(Annotated coordinate records)
-- start --

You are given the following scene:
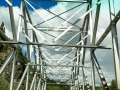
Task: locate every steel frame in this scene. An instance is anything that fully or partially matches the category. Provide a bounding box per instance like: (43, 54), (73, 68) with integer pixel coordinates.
(0, 0), (120, 90)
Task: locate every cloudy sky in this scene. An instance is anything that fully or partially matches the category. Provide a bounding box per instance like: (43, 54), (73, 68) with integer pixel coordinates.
(0, 0), (120, 84)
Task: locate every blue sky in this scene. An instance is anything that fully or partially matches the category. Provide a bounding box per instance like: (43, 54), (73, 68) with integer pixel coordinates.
(0, 0), (120, 86)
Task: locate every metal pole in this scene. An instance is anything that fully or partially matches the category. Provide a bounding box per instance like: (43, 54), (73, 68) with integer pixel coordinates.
(30, 74), (36, 90)
(37, 79), (41, 90)
(16, 66), (29, 90)
(9, 0), (17, 90)
(92, 52), (109, 90)
(111, 22), (120, 90)
(0, 50), (16, 75)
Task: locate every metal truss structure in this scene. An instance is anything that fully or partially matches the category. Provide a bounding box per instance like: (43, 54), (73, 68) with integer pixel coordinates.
(0, 0), (120, 90)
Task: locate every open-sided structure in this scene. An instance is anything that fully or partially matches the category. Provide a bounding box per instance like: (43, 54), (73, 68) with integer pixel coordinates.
(0, 0), (120, 90)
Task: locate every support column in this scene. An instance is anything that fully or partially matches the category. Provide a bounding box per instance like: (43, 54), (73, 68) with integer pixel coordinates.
(92, 52), (109, 90)
(111, 22), (120, 90)
(9, 0), (17, 90)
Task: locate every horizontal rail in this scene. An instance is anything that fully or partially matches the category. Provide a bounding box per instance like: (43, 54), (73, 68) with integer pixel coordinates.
(0, 41), (112, 49)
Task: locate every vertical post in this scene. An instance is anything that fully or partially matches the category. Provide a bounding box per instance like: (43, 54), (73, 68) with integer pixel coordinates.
(22, 0), (30, 90)
(89, 0), (95, 90)
(9, 0), (17, 90)
(30, 73), (36, 90)
(82, 67), (85, 90)
(92, 52), (109, 90)
(16, 65), (29, 90)
(111, 22), (120, 90)
(34, 77), (37, 90)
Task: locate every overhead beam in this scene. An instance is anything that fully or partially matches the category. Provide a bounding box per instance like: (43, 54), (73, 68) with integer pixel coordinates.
(94, 11), (120, 50)
(0, 41), (111, 49)
(31, 0), (88, 3)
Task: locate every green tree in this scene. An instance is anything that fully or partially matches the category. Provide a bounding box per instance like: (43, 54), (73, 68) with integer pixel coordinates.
(110, 80), (117, 90)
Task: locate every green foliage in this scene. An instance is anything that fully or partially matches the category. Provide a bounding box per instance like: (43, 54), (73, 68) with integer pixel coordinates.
(110, 80), (117, 90)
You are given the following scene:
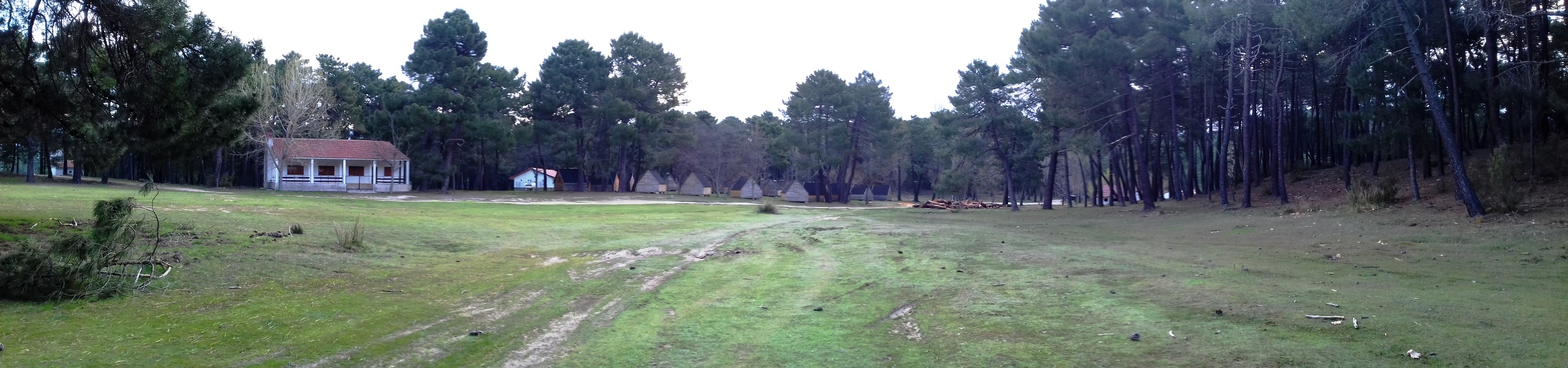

-- end --

* **What you need to do**
Pull out each line of the records above that contains the word "structure", and copy those lines unchanged.

* **Final result**
Task: locate every metal truss structure in this scene. An instance is anything that fully or partially matches the category. Provide a bounding box per instance like: (43, 54), (73, 68) with integer pixel coordinates.
Task: locate every open-sided structure in this scene. An instance is anything that fully or partially matches the category. Provide a bounding box per instance like: (43, 54), (73, 68) with integer pixel coordinates.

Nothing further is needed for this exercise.